§ **EXERCISES TO COMPLETE**:
1: Copy out, word for word, the part of the AutoRoute thread between "I wonder if" and "have any ideas??", inclusive.
2: In the AutoRoute thread, why does Ggohd say that looking up aires, gas and other locations on a phone does not solve the route-planning problem? Answer in one to three sentences.

§ **SELECTED EXCERPT**:
# microsoft autoroute, alternative??



## Ggohd (Dec 26, 2015)

I have used ms autoroute for years as a planning aid and visual display for POIs since about 2006. Currently running 2010 unfortunatley on Win 10, coz that's what they force you to have now.
All of a sudden it's stopped working, tells me a cd drive can't be accessed, as it ran from my hard drive don't see why it should matter. Anyway, it suggests a reload from the cd, did that , same result.
Have Microsoft fed in a bug, trying to drive us onto online services?. Well, most of the places I go you can't get online readily and there is no way to a view a map with imported POIs displayed.
Of course I have all my POIs on the gps, but the display is totally useless for planning purposes and the links in the POIs don't work either.
I wonder if anyone knows of a mapping program, covering Europe, which allows the import of POIs and which could replace autoroute.
All very well to look at aire, gas and other locations on a phone, but a wifi connection is needed, so sitting in a remote spot planning tomorrows route has become much harder.
I've tried using the Garmin software, Basecamp, found it lumpy, hangs a lot and not a patch on Autoroute for display of POIs
Any IT specialists out there have any ideas??


----------



## Johnnygm7lsi (Dec 26, 2015)

Ggohd said:


> I have used ms autoroute for years as a planning aid and visual display for POIs since about 2006. Currently running 2010 unfortunatley on Win 10, coz that's what they force you to have now.
> All of a sudden it's stopped working, tells me a cd drive can't be accessed, as it ran from my hard drive don't see why it should matter. Anyway, it suggests a reload from the cd, did that , same result.
> Have Microsoft fed in a bug, trying to drive us onto online services?. Well, most of the places I go you can't get online readily and there is no way to a view a map with imported POIs displayed.
> Of course I have all my POIs on the gps, but the display is totally useless for planning purposes and the links in the POIs don't work either.
> ...



I`ve been playing around with Google maps for the same reason, it looks promising


----------



## oldish hippy (Dec 26, 2015)

is there a way to load it on mem stick  i use one to load windows the prog i use is called rufus dont think it any good for autoroute but there might be a answer out there


----------



## Johnnygm7lsi (Dec 26, 2015)

You can add import POI`s to google maps too then edit or add more, and save as many versions as you want, they work on your android phone or tablet, offline or online, like I said, I`m just getting into it


----------



## Johnnygm7lsi (Dec 26, 2015)

oldish hippy said:


> is there a way to load it on mem stick  i use one to load windows the prog i use is called rufus dont think it any good for autoroute but there might be a answer out there



I`ve not ried to save one to a stick but I`m sure it can be done as its saved as a file on my drive


----------



## overboard (Dec 26, 2015)

I am also running windows 10 on my Surface pro 3 and I had Yahoo hijacking my home page which I could not shift. My cooling fan was running when it should not have been. Also had problems accessing web pages. I downloaded the trial version of malwarebytes, ran it and it cured my problems. Also it improved battery life a lot. Problem must have been a number of viruses.


----------



## Johnnygm7lsi (Dec 26, 2015)

You can also add your own images to your POI`s, good thing is, you don`t need internet for it, but its handy if your working at home or with internet access to see the street views


----------



## colinm (Dec 26, 2015)

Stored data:
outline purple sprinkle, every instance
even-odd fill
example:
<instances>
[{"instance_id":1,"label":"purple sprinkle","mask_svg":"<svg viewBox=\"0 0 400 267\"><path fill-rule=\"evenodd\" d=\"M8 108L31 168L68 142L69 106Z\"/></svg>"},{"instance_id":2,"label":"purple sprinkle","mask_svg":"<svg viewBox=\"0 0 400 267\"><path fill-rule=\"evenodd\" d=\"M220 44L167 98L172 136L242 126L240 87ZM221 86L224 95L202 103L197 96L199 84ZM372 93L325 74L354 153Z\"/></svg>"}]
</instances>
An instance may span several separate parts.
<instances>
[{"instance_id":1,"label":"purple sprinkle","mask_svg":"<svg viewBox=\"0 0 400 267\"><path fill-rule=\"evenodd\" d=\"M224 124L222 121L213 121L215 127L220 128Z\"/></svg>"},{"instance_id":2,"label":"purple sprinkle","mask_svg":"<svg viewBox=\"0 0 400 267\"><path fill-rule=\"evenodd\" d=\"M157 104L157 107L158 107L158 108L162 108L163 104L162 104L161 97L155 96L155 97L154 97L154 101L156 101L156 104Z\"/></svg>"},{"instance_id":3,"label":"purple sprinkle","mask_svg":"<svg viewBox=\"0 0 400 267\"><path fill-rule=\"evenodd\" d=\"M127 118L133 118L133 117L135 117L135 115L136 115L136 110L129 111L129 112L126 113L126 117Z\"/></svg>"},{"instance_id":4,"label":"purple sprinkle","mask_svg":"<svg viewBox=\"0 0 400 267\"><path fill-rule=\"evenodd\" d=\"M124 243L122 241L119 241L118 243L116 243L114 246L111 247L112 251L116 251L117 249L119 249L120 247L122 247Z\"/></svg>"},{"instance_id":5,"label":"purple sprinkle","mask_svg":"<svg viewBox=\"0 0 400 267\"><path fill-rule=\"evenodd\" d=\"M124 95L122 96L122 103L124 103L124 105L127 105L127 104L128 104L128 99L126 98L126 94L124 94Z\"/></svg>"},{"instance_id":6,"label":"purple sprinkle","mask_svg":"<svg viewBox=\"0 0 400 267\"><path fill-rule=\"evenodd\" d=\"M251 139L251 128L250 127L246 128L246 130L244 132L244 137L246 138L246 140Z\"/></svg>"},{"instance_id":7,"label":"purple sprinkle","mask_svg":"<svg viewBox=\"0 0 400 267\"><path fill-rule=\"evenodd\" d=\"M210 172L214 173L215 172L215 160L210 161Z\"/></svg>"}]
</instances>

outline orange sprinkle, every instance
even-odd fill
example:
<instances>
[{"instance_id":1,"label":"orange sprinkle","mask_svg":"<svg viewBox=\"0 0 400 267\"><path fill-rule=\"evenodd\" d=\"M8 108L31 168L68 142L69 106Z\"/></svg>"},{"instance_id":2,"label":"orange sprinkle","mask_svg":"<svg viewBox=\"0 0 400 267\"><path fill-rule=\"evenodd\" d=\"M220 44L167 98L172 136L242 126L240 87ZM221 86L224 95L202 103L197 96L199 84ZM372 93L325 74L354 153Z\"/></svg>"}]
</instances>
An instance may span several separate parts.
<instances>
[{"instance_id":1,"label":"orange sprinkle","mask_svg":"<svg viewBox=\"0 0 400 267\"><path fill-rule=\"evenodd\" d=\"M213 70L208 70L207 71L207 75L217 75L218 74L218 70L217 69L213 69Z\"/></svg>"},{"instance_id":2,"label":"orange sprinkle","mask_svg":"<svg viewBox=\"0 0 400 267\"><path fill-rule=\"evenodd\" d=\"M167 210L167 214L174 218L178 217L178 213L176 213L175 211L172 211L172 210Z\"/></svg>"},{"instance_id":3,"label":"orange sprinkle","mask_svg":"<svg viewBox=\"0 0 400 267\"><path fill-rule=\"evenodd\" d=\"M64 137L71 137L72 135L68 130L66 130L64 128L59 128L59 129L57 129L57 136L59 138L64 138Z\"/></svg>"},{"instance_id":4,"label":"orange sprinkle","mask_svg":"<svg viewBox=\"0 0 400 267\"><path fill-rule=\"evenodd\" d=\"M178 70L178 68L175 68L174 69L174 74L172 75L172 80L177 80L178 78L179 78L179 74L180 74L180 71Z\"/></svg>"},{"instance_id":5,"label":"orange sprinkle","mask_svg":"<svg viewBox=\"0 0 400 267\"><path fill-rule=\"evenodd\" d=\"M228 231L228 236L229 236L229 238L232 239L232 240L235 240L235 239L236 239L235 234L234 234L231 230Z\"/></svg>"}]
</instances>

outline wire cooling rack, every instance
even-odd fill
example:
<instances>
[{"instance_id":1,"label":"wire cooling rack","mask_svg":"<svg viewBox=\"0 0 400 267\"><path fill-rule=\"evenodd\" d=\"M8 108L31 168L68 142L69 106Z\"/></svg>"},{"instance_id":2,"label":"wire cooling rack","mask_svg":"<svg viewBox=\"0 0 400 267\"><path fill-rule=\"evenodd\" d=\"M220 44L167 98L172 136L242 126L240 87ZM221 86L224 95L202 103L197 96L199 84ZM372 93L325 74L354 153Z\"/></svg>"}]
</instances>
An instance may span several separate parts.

§ **SOLUTIONS TO THE EXERCISE**:
1:
I wonder if anyone knows of a mapping program, covering Europe, which allows the import of POIs and which could replace autoroute.
All very well to look at aire, gas and other locations on a phone, but a wifi connection is needed, so sitting in a remote spot planning tomorrows route has become much harder.
I've tried using the Garmin software, Basecamp, found it lumpy, hangs a lot and not a patch on Autoroute for display of POIs
Any IT specialists out there have any ideas??

2: Looking up locations on a phone needs a wifi connection. Ggohd can't readily get online in most of the places he goes, so planning the next day's route from a remote spot has become much harder.